Required action A
In the email reply about DNA wormholes and cancer, which programming languages does the writer mention taking simple classes in?
Required action B
Reproduce the portion of the email reply between "I checked out" and "mechanism of transmission.", inclusive.

Text under study

> *Subject:* Re: DNA Wormholes can cause cancer (what!?)
>
> Chris,
>
Hi. It sounds like you might be in computing since you mentioned some
terms like "reposited" (I've never heard of that in bio!)? If so, you are
very well educated in biology. Nice job! Your knowledge of the complexity
of a cell and of things moving around via motor proteins and the
cytoskeleton as opposed to diffusion only, etc. are real impressive. Many
of the computer and engineering guys I know seem to be allergic to biology
knowledge. Although, I admit I know almost nothing about computing either,
except for stuff from a few simple classes in Pascal, Fortran, etc. a long,
long time ago.
I'd never heard of that model where they ran it backwards to find the
genesis of life, but it sounds pretty neat. I think it's certainly
possible that life started in a far away stellar nursery and then came to
Earth on a comet or something. Although, I kind of liked that Star Trek
(The Next Gen.) episode where some ancient race of bald people seeded lots
of different oceans with their DNA and put a code in their that, once we
decipher it, will play a video of the bald people talking to us. I thought
that was one of their best episodes. But, the final question is still
there. How did the life originate where ever it came from? I can't rule
out anything, but I bet they'll be able to someday figure out a chemical
mechanism for things to start replicating themselves.
One big advantage that computing and engineering have over drug
discovery is that the scientist can design a system he or she wants to make
when it's code or a chip or something. But, because everything is so wet,
bouncing around, cross-reacting and "squishy" in bio, it's hard to design
things to work just the way you want them. Cells are always mutating,
proteins are always moving around and chemicals are always cross-reacting.
I think we'll eventually need to combine small mol. drugs and biological
drugs with nanotechnological devices and tiny molecular computers to cure
diseases.
I checked out that article on microbes being passed from generation to
generation. It was very interesting; although, it kind of sounded like it
was passed via an environmental route because the next generation of
animals lived in the same environment as the previous generation, and the
microbes are probably all over the environment in the form of feces, shed
fur, surfaces, animals touching each other, etc. I'd have to read more
about it, but it sounded like not quite a direct mechanism of transmission.
One more pontification, and I promise I'll stop, but I think some of
the physics guys could learn from biochemists because biochemists are
always looking for mechanisms of action for how things work. But, it seems
like the physicists are more content to say something works and we have the
math to describe it. For instance, I don't think they really know even why
positive and negative charges attract or two positive charges repel, do
they? I know there are fields of force, and exchange of photons (or other
force particles for other forces), but how exactly does this lead to
attraction or repulsion? I admit I know very little about it, but this
kind of thing frustrates me when reading popular physics articles. In
their defense, though, force particles are much smaller than proteins!
At least, Monday is over! Have a good week.

Dataset
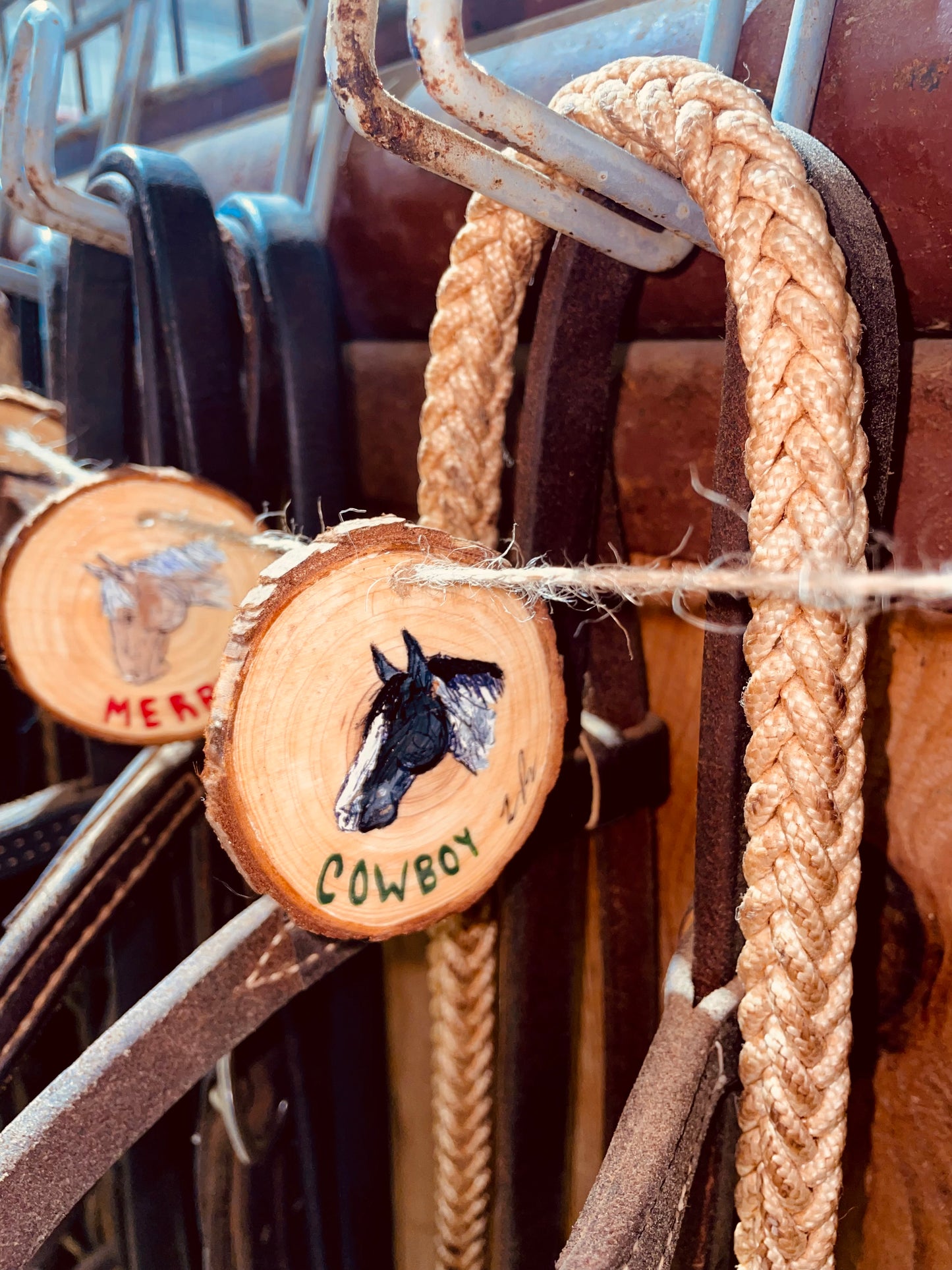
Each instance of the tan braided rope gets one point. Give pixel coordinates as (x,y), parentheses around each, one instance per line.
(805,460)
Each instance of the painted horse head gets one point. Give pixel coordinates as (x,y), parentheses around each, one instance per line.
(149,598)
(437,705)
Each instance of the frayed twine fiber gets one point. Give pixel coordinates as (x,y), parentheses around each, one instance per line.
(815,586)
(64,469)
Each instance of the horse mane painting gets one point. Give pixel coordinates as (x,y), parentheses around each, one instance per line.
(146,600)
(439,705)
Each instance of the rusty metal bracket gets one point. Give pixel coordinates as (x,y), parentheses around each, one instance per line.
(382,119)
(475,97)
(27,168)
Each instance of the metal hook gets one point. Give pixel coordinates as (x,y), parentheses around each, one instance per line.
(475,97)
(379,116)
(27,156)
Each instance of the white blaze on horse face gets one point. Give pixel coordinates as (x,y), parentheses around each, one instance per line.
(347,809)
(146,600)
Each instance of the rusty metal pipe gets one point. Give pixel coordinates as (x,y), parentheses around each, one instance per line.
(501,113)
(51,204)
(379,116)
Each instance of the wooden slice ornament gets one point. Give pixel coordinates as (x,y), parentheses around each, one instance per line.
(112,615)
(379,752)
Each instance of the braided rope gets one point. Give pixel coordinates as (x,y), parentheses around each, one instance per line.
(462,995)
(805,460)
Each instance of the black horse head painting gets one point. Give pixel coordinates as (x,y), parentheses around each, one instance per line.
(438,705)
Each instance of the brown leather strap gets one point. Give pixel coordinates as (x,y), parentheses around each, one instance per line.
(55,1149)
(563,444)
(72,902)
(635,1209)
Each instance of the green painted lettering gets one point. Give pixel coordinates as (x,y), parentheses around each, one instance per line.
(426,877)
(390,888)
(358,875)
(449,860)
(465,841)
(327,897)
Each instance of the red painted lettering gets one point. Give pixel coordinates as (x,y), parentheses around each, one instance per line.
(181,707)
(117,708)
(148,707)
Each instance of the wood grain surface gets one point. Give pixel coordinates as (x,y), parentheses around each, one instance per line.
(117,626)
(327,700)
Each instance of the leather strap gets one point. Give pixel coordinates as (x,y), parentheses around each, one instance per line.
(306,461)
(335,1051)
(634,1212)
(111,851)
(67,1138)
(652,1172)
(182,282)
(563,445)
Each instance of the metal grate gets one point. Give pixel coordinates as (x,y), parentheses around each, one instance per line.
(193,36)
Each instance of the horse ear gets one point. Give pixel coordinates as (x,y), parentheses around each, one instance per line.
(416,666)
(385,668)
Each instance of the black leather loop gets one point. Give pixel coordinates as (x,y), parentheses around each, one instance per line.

Task answer A
Pascal and Fortran.

Task answer B
I checked out that article on microbes being passed from generation to
generation. It was very interesting; although, it kind of sounded like it
was passed via an environmental route because the next generation of
animals lived in the same environment as the previous generation, and the
microbes are probably all over the environment in the form of feces, shed
fur, surfaces, animals touching each other, etc. I'd have to read more
about it, but it sounded like not quite a direct mechanism of transmission.